[Текст для чтения]:

Пантелеймон Кулиш - Отпадение Малороссии от Польши. Том 2
Князь Иеремия понимал истребительную политику Хмельницкого яснее, нежели кто-либо из его правительственных товарищей, и ломал руки, глядя на крушение государства, составлявшего оплот Западной Европы от азиатского нашествия.
Напрасно слал он гонцов за гонцами к панам, которые могли бы еще остановить разлив кочевников, когда бы выдвинули против них ресурсы гражданственности. Его сенаторская и воинская репутация стояла высоко у одних; но зато другие в тайне радовались подрыву его могущества в Речи Посполитой и напирали на уступчивость в борьбе с казаками только для того, чтоб казаки доуменьшили прыть и ему, и другим колонизаторам юго-восточных пустынь. Старое соперничество привислянских доматоров с воинственными и предприимчивыми маркграфами продолжало развиваться на гибель Польши, не подчинявшейся никакому положительному правительству даже и в виду общего врага всех партий.
Так было и у нас во времена нашествия Батыева. Мы получили тогда хороший урок для строения той государственности, которою теперь гордимся в своем воссоединении с великоруссами. Но к Польше, вместе с нашей землей, перешел и тот своенравный, разъединительный дух наших малорусских предков, который сделался причиною достигшего их татарского Лихолетья. Еще задолго до повторения Наливайщины, в виде Жмайловщины, правительство Сигизмунда III называло казацкое своевольство, под именем swawoli Ukrainnej, страшным пожаром и убеждало панов гасить этот пожар совокупными средствами. Теперь он был в полном разгаре, и паны раздували его в двух противоположных направлениях.
Интересен за это время, как и всегда, дневник литовского канцлера. Почтенный предводитель католической партии, потомок православных князей Радивилов, сознается, что в июне 1648 года Польша «едва дышала от боязни». Сам он искал спасения от наступавшей грозы у чудотворного образа Przenajswietszej Matki, который славился чудесами в его селе Песочне, окрещенном в Пасечню. Целый месяц июнь, последовавший за Корсунской катастрофою, пройден у него молчанием о том, что делалось в земле, текущей молоком и медом. Он был — точно ребенок, зажмуривший глаза у груди матери, или, пожалуй, страус, воткнувший голову в песок. Июля 1 Альбрехту Станиславу Радивилу исполнилось 55 лет. Он усердно молился о своих грехах в костеле «своей благодетельницы», всё той же чудотворной иконы, а потом съездил в Пеплин, в монастырь Св. Бернарда, «особенного любимца Пресвятой Девы (osobliwego kochanka Najswietszej Panny), поручая его предстательству несчастное королевство».
Вот она, та беспомощность в трудных обстоятельствах, тот недостаток самодеятельности, которые были в польских панах, говоря о них вообще, результатом клерикального и иезуитского воспитания! Магнат Радивил умел заставить короля Владислава нарушать монаршее обещание, умел отказывать ему в приложении канцлерской печати, смел наставлять его, чтоб он, присягая словом, не присягал намерением, — и теперь, когда надобно было действовать, уподоблялся грудному ребенку, или глупому страусу! Что же сказать о других, не столь ученых, не столь способных и могущественных польско-русских панах?

[Фрагмент данных]:

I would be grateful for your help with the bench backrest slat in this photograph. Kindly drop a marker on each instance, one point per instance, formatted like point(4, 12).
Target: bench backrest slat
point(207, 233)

[Что требуется]:
Ответьте, пожалуйста, на вопросы по тексту о Хмельницком и польских панах:
(a) Оплотом чего и от чего, по словам текста, служило государство, крушение которого видел князь Иеремия?
(b) Как правительство Сигизмунда III называло казацкое своевольство?
(c) Сколько лет исполнилось Альбрехту Станиславу Радивилу 1 июля?

[Решение]:
(a) Оплотом Западной Европы от азиатского нашествия.
(b) Страшным пожаром.
(c) 55 лет.